**Work to be completed:**
Retype the data that follows line by line, exactly, and leave its pictures out.

----------

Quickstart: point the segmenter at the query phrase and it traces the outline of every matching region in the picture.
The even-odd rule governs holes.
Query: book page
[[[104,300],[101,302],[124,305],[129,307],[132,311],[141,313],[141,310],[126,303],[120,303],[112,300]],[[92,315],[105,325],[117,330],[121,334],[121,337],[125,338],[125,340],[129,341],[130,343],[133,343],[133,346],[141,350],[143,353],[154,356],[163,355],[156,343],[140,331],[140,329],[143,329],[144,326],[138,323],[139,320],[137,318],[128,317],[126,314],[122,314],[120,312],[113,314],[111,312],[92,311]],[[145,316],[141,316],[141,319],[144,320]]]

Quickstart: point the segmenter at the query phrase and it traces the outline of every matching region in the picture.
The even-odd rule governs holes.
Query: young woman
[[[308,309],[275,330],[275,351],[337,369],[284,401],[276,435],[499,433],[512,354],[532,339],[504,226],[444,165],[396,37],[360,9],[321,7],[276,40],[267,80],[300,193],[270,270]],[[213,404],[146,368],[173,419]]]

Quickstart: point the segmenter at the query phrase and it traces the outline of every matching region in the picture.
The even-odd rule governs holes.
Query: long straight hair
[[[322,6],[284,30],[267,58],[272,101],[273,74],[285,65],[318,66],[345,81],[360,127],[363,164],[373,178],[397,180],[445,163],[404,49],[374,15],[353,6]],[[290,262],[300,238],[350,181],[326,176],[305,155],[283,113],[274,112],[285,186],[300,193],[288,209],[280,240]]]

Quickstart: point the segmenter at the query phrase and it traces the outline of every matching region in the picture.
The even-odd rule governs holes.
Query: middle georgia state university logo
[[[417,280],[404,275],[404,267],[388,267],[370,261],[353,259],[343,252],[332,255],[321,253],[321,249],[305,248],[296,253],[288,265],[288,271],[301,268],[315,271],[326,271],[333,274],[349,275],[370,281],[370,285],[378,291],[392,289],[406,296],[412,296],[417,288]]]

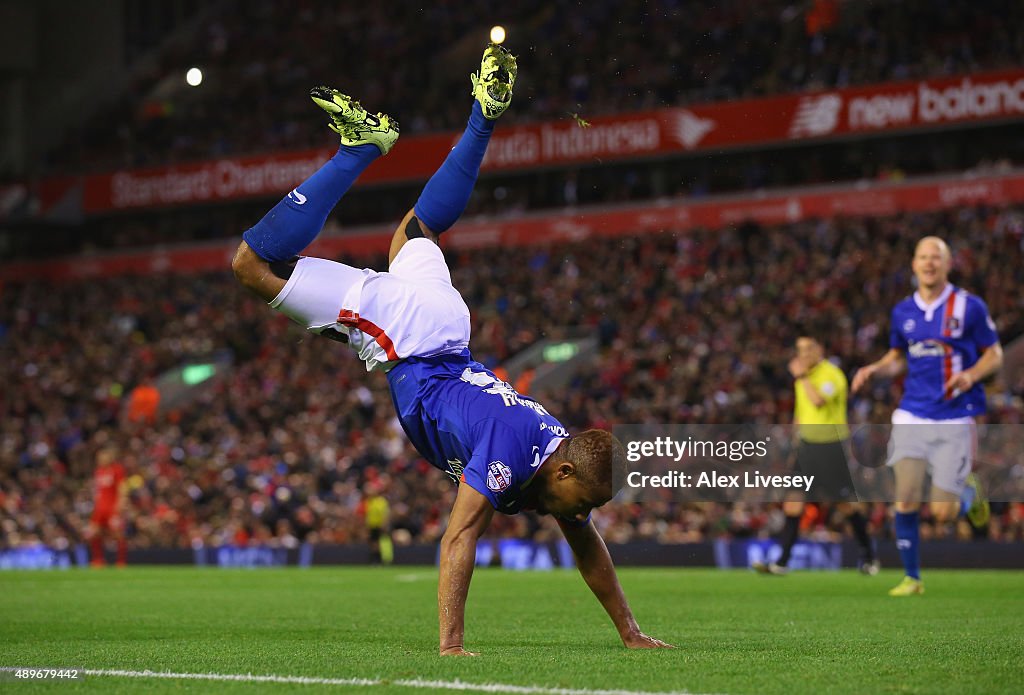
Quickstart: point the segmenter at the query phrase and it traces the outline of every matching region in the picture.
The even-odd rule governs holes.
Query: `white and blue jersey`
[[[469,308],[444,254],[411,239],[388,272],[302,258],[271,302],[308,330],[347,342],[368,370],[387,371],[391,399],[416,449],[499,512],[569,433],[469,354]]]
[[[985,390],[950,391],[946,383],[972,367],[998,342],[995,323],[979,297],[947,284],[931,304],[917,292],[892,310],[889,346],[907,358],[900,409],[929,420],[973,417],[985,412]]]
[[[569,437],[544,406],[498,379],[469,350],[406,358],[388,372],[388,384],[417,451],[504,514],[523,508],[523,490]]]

----------

**Exercise response:**
Quickstart: point the segmenter at the query phrase and it traces the outline of every matching region in the picture.
The even-odd rule governs holes.
Query: book page
[[[104,300],[101,302],[124,305],[129,307],[132,311],[141,313],[141,310],[126,303],[120,303],[112,300]],[[92,315],[105,325],[117,330],[121,334],[121,337],[125,338],[125,340],[129,341],[130,343],[133,343],[133,346],[141,350],[143,353],[154,356],[163,355],[156,343],[140,331],[140,329],[143,329],[144,326],[138,323],[139,320],[137,318],[128,317],[126,314],[122,314],[120,312],[113,314],[111,312],[92,311]],[[145,316],[141,316],[141,319],[144,320]]]

Quickstart: point the segmenter at the query phrase and it traces the outline of every matching region in the picture.
The even-odd rule governs holes.
Query: young woman
[[[308,309],[275,330],[275,351],[337,369],[284,401],[276,435],[499,433],[512,354],[532,339],[504,226],[444,165],[396,37],[360,9],[321,7],[276,40],[267,80],[300,193],[270,270]],[[213,404],[146,368],[173,419]]]

Quickstart: point the segmenter at the query phrase and it traces the outline of every matching region in the picture.
The even-odd rule governs holes.
Query: long straight hair
[[[322,6],[284,30],[267,58],[272,101],[273,74],[285,65],[318,66],[345,81],[360,127],[363,164],[373,178],[397,180],[445,163],[404,49],[374,15],[353,6]],[[290,262],[300,238],[350,181],[326,176],[305,155],[283,113],[274,112],[285,186],[300,193],[288,209],[280,240]]]

Quickstart: point the segmenter at the query phrase and it traces the outline of every matching region in the picture.
The even-odd rule governs holes.
Query: middle georgia state university logo
[[[417,280],[404,275],[404,267],[388,267],[370,261],[353,259],[343,252],[332,255],[321,253],[321,249],[305,248],[296,253],[288,265],[288,271],[301,268],[315,271],[326,271],[333,274],[349,275],[370,281],[370,285],[378,291],[392,289],[406,296],[412,296],[417,288]]]

Quickstart: point the segmenter at the query phrase and it traces the outline of every matching region in the picture.
The even-odd rule governs holes.
Query: `white and blue jersey`
[[[469,308],[444,254],[411,239],[388,272],[302,258],[271,302],[308,330],[347,342],[368,370],[387,371],[391,399],[416,449],[499,512],[569,433],[469,354]]]
[[[985,390],[950,391],[946,383],[972,367],[998,342],[995,323],[979,297],[947,284],[931,304],[917,292],[892,310],[889,346],[907,358],[900,409],[929,420],[973,417],[985,412]]]
[[[569,437],[544,406],[498,379],[469,350],[406,358],[388,372],[388,384],[417,451],[504,514],[523,508],[523,490]]]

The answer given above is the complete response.